Named-object pointing records:

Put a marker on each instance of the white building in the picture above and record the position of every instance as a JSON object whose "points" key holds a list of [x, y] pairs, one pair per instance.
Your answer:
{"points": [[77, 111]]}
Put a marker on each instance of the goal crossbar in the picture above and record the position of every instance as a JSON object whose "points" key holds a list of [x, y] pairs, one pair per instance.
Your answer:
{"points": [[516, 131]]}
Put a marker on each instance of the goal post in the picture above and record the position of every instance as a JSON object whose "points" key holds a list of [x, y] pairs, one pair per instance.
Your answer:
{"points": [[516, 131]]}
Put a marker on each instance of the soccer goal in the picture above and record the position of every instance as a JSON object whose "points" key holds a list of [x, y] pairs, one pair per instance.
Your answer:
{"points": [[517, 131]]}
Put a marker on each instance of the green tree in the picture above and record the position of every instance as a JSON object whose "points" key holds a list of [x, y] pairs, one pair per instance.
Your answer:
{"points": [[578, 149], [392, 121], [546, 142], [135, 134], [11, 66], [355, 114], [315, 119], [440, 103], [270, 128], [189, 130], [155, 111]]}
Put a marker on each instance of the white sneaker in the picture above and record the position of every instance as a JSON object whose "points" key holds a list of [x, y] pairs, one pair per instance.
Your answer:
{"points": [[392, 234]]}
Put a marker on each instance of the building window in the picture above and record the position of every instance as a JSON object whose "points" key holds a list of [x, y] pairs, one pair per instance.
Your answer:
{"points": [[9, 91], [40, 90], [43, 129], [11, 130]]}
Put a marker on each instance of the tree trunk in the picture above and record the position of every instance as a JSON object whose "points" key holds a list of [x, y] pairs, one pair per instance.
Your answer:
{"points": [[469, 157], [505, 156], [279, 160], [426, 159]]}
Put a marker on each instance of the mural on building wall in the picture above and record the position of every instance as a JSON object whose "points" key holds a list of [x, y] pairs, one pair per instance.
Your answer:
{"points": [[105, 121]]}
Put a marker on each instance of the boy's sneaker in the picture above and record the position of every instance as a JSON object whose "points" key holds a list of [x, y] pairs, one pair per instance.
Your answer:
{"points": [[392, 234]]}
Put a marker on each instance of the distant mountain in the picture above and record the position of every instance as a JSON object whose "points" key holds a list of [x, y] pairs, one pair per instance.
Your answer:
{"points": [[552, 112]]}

Work required: Recast the lines from the one containing "Put a marker on each instance of the white sneaker" through the end of the rows as a Markdown table with columns "No." and "Line", one numbered line per table row. Leave out blank lines.

Response for this exercise:
| No. | Line |
|---|---|
| 1 | Put a marker on each instance of the white sneaker in the picture above and record the position of every instance as a JSON object whose "points" key holds a list of [x, y] pairs, one pair per instance. |
| 2 | Your answer: |
| 3 | {"points": [[392, 234]]} |
| 4 | Put a marker on each instance of the building window in the picture above and record the position of every instance as a JSON object whose "points" key holds a list of [x, y] pairs, one pair per instance. |
| 5 | Your answer: |
| 6 | {"points": [[9, 91], [40, 90], [43, 129], [11, 130]]} |
| 7 | Put a marker on each instance of the tree trunk in the picture above and record the position of every instance as a JSON object whose "points" key holds a list of [x, y] pairs, one pair per instance. |
| 8 | Your answer: |
| 9 | {"points": [[469, 157], [505, 156], [279, 160], [426, 159]]} |
| 10 | Put a marker on each instance of the mural on building wall in the picture above and record the position of every instance as a JSON object whose "points" key holds a list of [x, y] pairs, one pair per instance. |
| 11 | Your answer: |
| 12 | {"points": [[105, 121]]} |
| 13 | Put a marker on each instance of the boy's sneaker in the picture above and record the position of every instance as a JSON object whose "points" key holds a list of [x, y] pairs, one pair per instance. |
| 14 | Your answer: |
| 15 | {"points": [[392, 234]]} |
| 16 | Put a marker on each instance of the distant mountain in the picture above and record the position of every instance as a JSON object whose "points" key holds a list of [x, y] pairs, one pair per instance. |
| 17 | Your answer: |
| 18 | {"points": [[552, 112]]} |